## WHAT IS BEING ASKED
Locate each line in the material below that contains the string "building", treating uppercase and lowercase letters as different, and copy those lines.

* * *

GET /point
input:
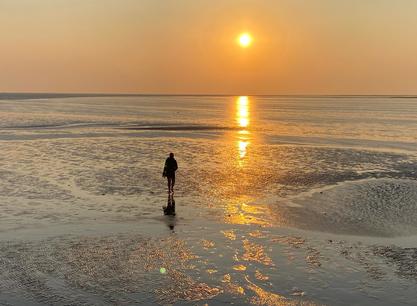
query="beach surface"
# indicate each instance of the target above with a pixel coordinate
(280, 200)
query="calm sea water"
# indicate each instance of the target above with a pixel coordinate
(280, 199)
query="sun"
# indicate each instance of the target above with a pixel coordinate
(245, 40)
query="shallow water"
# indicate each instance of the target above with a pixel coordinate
(280, 200)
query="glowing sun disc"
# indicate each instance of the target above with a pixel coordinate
(245, 40)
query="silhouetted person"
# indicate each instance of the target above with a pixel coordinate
(169, 171)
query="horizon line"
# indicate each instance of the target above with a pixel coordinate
(131, 94)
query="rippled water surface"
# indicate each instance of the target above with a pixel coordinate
(279, 200)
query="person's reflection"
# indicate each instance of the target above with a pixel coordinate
(169, 210)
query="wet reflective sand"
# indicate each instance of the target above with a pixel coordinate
(260, 219)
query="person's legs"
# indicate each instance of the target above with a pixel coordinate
(172, 183)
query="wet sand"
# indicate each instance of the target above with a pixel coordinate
(257, 222)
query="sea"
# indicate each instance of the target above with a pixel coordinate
(279, 200)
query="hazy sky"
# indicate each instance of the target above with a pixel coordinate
(189, 46)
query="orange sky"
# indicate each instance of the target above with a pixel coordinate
(189, 46)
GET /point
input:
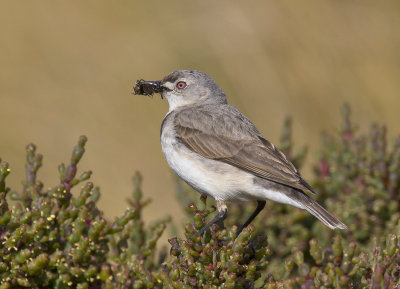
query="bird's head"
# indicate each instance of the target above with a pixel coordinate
(182, 88)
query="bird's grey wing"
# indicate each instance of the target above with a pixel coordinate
(233, 139)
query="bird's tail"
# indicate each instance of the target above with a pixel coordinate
(318, 211)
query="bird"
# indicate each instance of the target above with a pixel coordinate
(220, 153)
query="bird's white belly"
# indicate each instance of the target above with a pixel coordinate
(215, 178)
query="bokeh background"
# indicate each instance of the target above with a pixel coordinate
(67, 68)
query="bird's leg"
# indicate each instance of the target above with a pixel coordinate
(203, 199)
(222, 212)
(260, 206)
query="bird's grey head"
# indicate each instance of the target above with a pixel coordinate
(185, 87)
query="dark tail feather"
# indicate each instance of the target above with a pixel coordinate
(318, 211)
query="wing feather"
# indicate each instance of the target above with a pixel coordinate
(230, 137)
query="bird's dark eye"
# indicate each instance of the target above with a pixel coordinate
(181, 85)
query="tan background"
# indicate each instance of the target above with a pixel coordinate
(67, 68)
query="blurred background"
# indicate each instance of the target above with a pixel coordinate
(68, 68)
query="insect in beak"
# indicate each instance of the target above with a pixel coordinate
(148, 87)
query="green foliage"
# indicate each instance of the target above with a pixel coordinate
(58, 237)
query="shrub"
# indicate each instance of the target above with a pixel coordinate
(58, 237)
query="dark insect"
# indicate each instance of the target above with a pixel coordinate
(147, 87)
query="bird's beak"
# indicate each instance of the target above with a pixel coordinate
(149, 87)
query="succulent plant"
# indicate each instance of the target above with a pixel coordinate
(59, 238)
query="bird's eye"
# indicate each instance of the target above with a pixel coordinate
(181, 85)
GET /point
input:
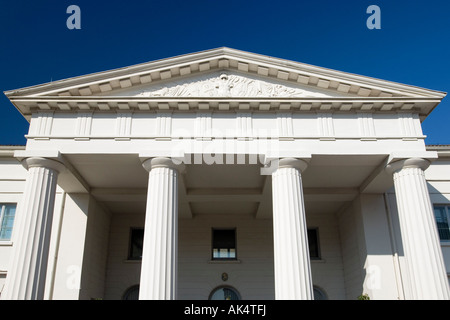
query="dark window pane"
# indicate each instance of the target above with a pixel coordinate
(136, 242)
(442, 222)
(313, 243)
(224, 244)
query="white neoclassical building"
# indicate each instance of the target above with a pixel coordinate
(224, 174)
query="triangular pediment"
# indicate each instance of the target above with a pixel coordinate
(223, 73)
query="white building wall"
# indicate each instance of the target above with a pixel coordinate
(12, 182)
(252, 276)
(438, 178)
(95, 252)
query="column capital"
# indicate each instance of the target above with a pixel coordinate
(163, 162)
(33, 162)
(296, 163)
(408, 163)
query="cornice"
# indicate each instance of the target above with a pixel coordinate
(28, 105)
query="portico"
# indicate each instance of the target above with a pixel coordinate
(226, 140)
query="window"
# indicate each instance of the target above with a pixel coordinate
(224, 244)
(224, 293)
(7, 213)
(136, 243)
(132, 293)
(313, 243)
(319, 294)
(442, 216)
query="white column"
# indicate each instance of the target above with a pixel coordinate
(291, 253)
(28, 268)
(420, 239)
(159, 254)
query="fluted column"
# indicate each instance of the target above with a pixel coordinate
(160, 248)
(291, 253)
(26, 275)
(419, 234)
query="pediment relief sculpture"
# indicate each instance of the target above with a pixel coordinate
(227, 85)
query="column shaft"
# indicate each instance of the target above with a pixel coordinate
(27, 272)
(160, 249)
(420, 239)
(291, 253)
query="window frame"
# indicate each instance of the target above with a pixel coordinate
(130, 243)
(2, 216)
(447, 213)
(319, 251)
(235, 245)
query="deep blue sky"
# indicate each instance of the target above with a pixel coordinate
(412, 46)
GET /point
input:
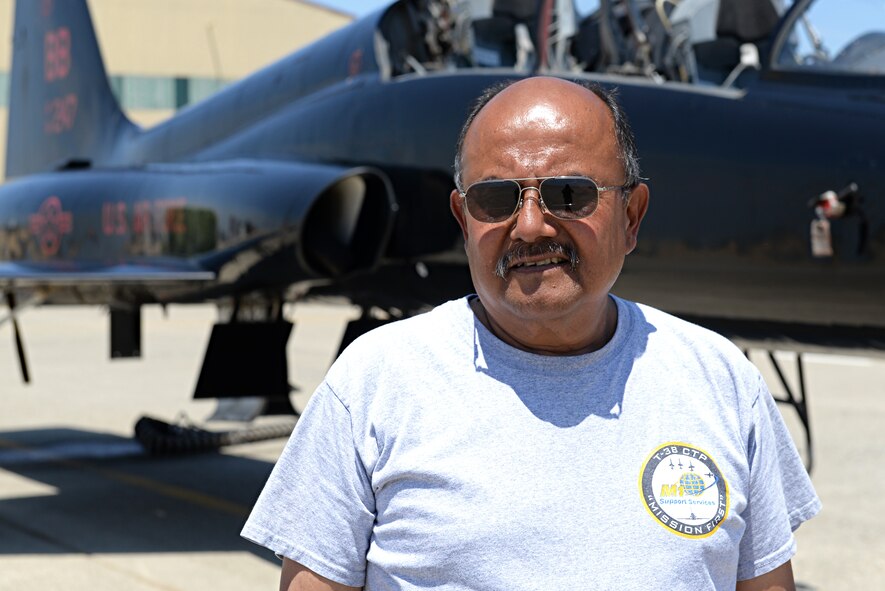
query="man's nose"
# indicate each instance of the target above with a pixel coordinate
(531, 222)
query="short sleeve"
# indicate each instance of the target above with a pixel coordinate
(317, 507)
(781, 496)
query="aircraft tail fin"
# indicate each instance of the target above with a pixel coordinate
(61, 108)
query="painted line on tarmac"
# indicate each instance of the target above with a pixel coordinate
(167, 490)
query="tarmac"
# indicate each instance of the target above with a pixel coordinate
(83, 507)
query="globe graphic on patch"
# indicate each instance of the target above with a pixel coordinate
(692, 484)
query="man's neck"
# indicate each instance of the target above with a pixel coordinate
(547, 340)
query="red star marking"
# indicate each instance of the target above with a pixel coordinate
(49, 224)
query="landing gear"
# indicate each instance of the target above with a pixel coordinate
(245, 356)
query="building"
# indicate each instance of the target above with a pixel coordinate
(163, 54)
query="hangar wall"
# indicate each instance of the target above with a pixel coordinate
(164, 54)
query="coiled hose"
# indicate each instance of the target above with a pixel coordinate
(162, 438)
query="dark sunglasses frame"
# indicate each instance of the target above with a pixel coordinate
(556, 212)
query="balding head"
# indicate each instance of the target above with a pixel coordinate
(531, 91)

* * *

## PROBLEM SOLUTION
query="white neoclassical building"
query="white building wall"
query="building"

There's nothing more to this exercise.